## EXERCISE
Output exactly the lines between the line that contains "The function indicates a point for each instance of the bent" and the last line of the material, counting both.
* Start *
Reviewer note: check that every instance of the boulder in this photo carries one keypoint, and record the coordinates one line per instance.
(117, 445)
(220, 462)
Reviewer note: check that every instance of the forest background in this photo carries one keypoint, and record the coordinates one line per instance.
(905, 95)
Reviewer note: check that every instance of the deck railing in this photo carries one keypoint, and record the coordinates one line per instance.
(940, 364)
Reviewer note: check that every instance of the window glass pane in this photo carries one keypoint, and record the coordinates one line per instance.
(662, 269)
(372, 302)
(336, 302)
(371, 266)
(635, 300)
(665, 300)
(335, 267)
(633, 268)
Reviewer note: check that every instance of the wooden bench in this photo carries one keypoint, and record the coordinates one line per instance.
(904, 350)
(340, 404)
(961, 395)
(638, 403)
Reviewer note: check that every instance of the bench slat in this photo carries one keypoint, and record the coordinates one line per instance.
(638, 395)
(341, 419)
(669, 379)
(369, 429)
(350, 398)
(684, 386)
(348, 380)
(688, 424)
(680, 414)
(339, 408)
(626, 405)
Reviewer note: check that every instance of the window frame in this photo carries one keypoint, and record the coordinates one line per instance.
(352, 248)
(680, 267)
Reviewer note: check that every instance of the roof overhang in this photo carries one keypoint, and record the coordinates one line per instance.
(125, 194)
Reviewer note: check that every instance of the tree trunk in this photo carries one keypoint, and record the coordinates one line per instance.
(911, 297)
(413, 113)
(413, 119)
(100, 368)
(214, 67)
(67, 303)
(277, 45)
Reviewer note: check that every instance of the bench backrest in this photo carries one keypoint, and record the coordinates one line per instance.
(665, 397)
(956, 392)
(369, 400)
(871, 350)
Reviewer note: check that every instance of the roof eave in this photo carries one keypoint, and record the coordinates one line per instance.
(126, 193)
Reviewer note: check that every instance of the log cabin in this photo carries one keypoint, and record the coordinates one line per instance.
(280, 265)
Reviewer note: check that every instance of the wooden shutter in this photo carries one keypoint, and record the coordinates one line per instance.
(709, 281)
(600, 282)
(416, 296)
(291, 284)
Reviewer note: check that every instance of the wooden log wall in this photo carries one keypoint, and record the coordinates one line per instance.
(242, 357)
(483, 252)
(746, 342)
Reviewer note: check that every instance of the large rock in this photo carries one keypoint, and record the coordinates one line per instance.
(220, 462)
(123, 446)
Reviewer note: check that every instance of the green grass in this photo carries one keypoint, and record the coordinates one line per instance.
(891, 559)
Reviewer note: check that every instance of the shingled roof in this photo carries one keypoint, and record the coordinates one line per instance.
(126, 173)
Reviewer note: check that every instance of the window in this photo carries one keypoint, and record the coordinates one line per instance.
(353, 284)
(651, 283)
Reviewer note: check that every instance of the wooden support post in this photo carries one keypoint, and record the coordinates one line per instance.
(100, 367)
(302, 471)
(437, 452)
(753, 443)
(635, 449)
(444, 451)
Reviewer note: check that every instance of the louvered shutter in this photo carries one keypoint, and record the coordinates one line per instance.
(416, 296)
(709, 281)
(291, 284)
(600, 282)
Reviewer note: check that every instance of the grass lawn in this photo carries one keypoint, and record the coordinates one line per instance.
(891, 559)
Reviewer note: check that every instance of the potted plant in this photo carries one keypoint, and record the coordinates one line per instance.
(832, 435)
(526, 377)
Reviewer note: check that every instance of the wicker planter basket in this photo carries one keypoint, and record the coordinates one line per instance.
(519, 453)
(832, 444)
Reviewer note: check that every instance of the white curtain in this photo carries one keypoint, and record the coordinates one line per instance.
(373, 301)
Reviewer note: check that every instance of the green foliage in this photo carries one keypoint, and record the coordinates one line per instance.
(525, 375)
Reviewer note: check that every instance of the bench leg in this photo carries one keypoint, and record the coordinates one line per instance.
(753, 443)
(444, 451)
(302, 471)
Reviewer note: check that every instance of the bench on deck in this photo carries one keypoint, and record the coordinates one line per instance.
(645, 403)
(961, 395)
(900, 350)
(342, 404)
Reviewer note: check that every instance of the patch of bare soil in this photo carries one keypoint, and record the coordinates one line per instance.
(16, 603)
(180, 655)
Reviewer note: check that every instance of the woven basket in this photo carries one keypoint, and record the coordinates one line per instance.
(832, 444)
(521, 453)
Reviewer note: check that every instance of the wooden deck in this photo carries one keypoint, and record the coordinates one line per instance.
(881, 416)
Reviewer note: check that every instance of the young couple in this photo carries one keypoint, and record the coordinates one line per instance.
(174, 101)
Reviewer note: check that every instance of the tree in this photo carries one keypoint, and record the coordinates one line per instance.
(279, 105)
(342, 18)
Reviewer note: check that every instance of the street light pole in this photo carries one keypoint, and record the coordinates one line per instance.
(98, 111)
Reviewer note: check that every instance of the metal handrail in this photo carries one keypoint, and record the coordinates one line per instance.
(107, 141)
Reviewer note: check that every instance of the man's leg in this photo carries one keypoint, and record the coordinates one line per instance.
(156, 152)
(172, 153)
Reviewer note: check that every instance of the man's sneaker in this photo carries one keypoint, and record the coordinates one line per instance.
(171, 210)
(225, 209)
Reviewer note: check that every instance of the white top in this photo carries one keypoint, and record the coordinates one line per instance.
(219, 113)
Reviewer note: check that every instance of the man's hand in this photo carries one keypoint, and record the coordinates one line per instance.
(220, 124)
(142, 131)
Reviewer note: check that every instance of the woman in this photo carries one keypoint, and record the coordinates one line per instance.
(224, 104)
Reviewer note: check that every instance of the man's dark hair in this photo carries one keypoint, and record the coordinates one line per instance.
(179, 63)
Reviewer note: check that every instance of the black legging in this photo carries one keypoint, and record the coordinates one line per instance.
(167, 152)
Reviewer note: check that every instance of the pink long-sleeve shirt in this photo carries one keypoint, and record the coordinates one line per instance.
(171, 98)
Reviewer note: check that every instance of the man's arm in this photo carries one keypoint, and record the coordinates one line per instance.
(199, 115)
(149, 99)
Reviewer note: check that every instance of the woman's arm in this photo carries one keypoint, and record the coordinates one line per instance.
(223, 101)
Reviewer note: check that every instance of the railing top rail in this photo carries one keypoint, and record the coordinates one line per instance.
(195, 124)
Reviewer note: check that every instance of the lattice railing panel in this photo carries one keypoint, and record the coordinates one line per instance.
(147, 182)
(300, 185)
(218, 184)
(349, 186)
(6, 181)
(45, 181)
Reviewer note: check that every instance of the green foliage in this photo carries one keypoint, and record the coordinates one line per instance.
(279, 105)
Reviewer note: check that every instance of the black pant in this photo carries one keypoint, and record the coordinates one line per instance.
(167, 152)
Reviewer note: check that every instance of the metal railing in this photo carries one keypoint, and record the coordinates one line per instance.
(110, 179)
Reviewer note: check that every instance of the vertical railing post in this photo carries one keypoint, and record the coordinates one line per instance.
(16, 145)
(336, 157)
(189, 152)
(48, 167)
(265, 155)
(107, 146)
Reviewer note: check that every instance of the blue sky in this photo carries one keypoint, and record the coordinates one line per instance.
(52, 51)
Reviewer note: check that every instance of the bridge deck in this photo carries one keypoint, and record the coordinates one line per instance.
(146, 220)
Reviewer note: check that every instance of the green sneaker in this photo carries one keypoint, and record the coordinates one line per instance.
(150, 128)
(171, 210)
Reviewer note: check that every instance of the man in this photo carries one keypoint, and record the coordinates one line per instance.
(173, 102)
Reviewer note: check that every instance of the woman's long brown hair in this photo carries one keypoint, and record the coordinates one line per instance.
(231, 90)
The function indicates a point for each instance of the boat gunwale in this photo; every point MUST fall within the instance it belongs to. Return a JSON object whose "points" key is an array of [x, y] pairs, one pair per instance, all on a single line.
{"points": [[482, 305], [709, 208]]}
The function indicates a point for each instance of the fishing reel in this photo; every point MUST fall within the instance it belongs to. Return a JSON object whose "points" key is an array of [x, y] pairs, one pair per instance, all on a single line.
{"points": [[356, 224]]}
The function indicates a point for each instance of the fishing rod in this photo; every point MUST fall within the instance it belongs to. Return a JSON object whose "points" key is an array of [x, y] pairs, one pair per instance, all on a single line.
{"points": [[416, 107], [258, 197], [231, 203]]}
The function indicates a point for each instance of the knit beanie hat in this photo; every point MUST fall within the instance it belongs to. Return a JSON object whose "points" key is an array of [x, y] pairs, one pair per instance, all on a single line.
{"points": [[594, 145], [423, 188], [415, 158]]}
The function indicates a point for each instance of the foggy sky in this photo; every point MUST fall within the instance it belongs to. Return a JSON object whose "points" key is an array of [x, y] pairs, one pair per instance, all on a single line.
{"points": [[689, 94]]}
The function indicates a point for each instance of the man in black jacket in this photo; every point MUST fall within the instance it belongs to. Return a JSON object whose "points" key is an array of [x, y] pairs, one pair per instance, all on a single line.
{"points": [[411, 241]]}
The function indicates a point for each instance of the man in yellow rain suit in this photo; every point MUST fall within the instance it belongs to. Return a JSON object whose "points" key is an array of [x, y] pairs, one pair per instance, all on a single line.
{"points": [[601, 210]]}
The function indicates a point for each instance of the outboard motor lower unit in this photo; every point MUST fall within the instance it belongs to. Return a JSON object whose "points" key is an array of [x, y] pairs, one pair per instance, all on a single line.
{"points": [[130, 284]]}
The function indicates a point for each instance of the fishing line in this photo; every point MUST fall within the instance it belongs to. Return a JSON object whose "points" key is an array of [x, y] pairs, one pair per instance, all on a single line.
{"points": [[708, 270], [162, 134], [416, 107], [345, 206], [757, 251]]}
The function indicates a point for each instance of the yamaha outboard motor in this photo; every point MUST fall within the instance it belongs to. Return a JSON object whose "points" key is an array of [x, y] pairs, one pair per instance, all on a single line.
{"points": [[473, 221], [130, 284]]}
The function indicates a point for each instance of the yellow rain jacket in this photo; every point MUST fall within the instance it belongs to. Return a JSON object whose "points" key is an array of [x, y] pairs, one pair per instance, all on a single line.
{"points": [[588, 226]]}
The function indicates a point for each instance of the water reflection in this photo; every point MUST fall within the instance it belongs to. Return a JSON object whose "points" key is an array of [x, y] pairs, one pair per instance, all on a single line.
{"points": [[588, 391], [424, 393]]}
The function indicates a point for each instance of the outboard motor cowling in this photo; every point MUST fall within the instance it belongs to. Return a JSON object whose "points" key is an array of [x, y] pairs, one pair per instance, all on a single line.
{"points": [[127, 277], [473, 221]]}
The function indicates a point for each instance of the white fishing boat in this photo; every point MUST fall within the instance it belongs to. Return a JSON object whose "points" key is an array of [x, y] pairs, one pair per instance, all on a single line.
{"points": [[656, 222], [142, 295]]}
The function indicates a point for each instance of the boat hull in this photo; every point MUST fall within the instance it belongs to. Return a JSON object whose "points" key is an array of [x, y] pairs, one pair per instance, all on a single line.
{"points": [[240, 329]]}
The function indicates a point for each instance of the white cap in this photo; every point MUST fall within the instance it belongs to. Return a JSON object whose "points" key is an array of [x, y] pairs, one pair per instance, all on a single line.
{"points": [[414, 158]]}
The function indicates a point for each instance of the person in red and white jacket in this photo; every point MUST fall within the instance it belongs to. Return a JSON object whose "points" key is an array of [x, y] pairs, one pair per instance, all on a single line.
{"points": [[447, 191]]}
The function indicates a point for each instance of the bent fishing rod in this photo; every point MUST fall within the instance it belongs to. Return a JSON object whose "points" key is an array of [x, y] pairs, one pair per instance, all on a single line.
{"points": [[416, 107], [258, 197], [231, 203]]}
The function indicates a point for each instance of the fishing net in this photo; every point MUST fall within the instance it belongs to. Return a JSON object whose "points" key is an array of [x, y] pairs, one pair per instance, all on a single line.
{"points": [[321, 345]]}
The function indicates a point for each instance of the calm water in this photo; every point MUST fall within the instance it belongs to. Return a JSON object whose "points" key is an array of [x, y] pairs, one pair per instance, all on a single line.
* End *
## EXERCISE SOLUTION
The function indicates a point for each instance of the bent fishing rod in this photo; every point MUST fall within the instance it belongs to. Return a JSON object whose "points" key is an array of [x, y] pairs, one pair per instance, all on a single line.
{"points": [[416, 107], [258, 197], [231, 203]]}
The function indicates a point for each instance of the fishing net in this photo; every point MUST fall within the instance it belongs to. Return a JSON object whose "points" key is an array of [x, y] pairs, one pair per instance, all on a single line.
{"points": [[321, 345]]}
The function indicates a point for each instance of the calm water in this photo; every point MUST fall within the instance it belongs to. Return a JSON object whose "points" key is an array of [x, y] pairs, one pair per instance, all on a single line.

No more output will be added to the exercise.